1-Its refusal to consider the evolution of knowledge

At no time has the Prosecution considered the new facts that have
developed over the course of the Tribunal's existence. Quite the contrary,
it remains grounded, even mired, in by-now obsolete assumptions, based
primarily on Alison Des Forges, the Prosecution's expert whose constant
parti pris, pseudo scientific presentation, confused reasoning and fuzzy
methodology have allowed the Prosecution to construct a false history of
the genocide from which the Tribunal's judgements have been rendered.

Compared to what we knew right after the assassination of President
Habyarimana, what new knowledge do we have in 2009, 15 years later and
never considered by the ICTR?

-The attack of 6 April 1994 that took the life of Rwandan President
Habyarimana was not carried out by so-called 'Extremist Hutus,' but
rather by the Tutsi leadership of the faction currently in power in Rwanda
(Bruguière 2006; Merelles 2008)

## REQUIRED ACTIONS:
1) Name each fault that the passage on the Prosecution's refusal attributes to Alison Des Forges.
2) Extract everything from "1-Its refusal to" down to "by the ICTR?" in the passage on the Prosecution's refusal, copying it word for word.

## GIVEN INFORMATION:
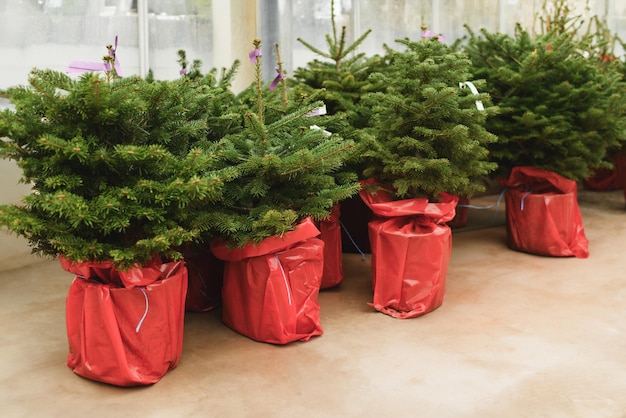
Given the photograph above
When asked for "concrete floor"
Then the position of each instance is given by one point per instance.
(518, 335)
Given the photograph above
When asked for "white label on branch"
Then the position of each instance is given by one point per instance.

## IN RESPONSE:
1)
constant parti pris
pseudo scientific presentation
confused reasoning
fuzzy methodology

2)
1-Its refusal to consider the evolution of knowledge

At no time has the Prosecution considered the new facts that have
developed over the course of the Tribunal's existence. Quite the contrary,
it remains grounded, even mired, in by-now obsolete assumptions, based
primarily on Alison Des Forges, the Prosecution's expert whose constant
parti pris, pseudo scientific presentation, confused reasoning and fuzzy
methodology have allowed the Prosecution to construct a false history of
the genocide from which the Tribunal's judgements have been rendered.

Compared to what we knew right after the assassination of President
Habyarimana, what new knowledge do we have in 2009, 15 years later and
never considered by the ICTR?